• [Exercise]
In the article on Climate Week NYC, which organization organizes Climate Week NYC?

Each September, New York becomes the epicenter of global dialogue on the climate and nature emergency. Leaders from around the world gather for the UN General Assembly (UNGA), and never has it been more urgent — and hopefully, more possible — to reach alignment on peace, security, good governance, and the shared responsibility of securing a climate safe world for all. This year, the UN convening, alongside Climate Week NYC (September 21–25), offers a chance to chart a path forward: one where cooperation, innovation, and collective courage can overcome fear and division.
Climate Week NYC, organized by the Climate Group, has grown into a truly global movement — London hosted one in June and Ethiopia will convene the Second African Climate Summit next week.These weeks provide space for leaders, scientists, policymakers, and activists to share knowledge, amplify solutions, and connect initiatives that might otherwise remain siloed.
In New York, with so many leaders in town, the city hums with urgency — and yes, somewhat ironically so, as fuel-burning cars create traffic jams transporting anti fossil fuel leaders to meetings on clean transportation or people-centered urban design. Yet even these contradictions remind us why we gather: to imagine and implement a better, healthier, more sustainable way forward.
There are, of course, other challenges to consider this year. . .visa denials and airport detentions will likely discourage some of the very voices we most need — frontline leaders and communities of color — from traveling to the US. And yet, despite political headwinds and national policies that pull us backward, the innovations and technology are already within our reach; the tools to restore and regenerate our planet exist. What is needed more is the collective will — the public pressure that compels governments and businesses to end investments in extractive practices and shift to investments and support for renewable sources of energy and power.
Reuters reported just a few days ago that “yes, politics in the United States and elsewhere are challenging for climate action. But the companies and government with whom we work year round are navigating new realities. They need a place to discuss how that impacts them…. and their urgency to address climate action, and the energy transition has not slowed.”

Dataset items:

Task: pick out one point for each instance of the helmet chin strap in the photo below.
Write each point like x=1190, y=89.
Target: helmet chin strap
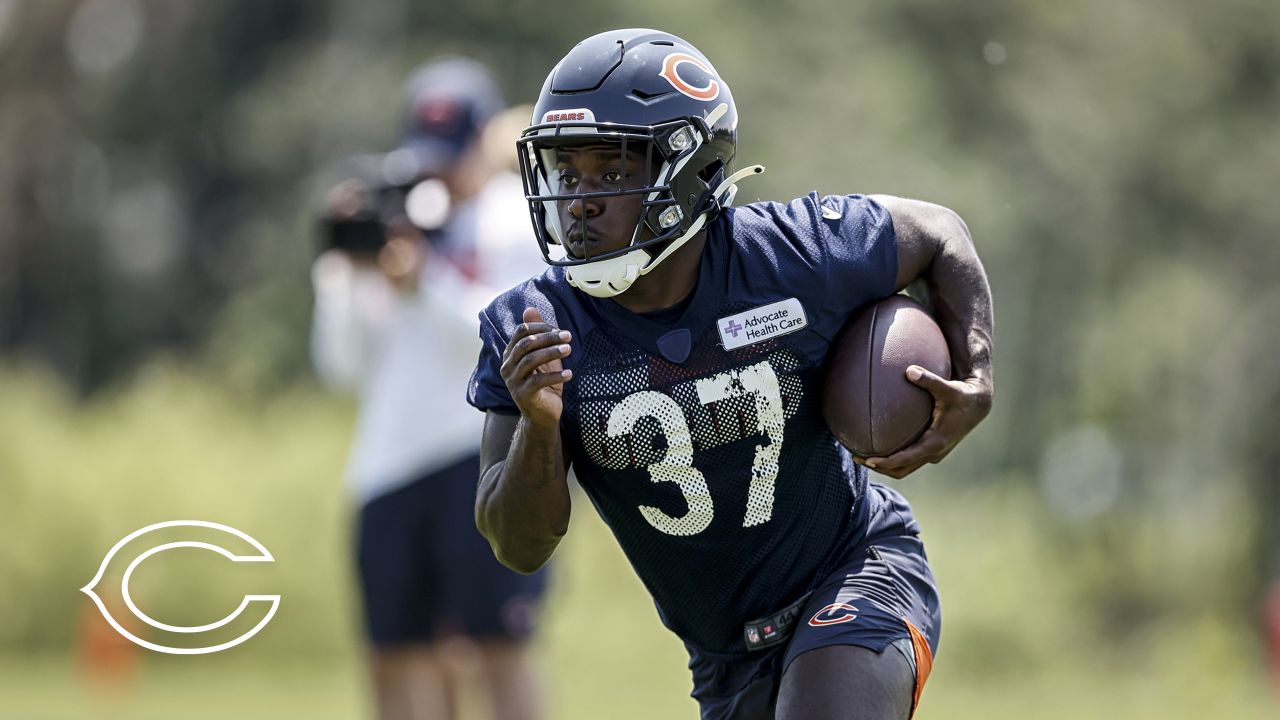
x=612, y=277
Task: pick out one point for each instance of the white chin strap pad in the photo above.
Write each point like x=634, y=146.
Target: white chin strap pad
x=607, y=278
x=612, y=277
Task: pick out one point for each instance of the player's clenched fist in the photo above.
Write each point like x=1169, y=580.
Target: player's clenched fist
x=533, y=370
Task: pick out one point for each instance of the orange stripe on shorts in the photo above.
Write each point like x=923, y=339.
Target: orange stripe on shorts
x=923, y=661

• [Output]
The Climate Group.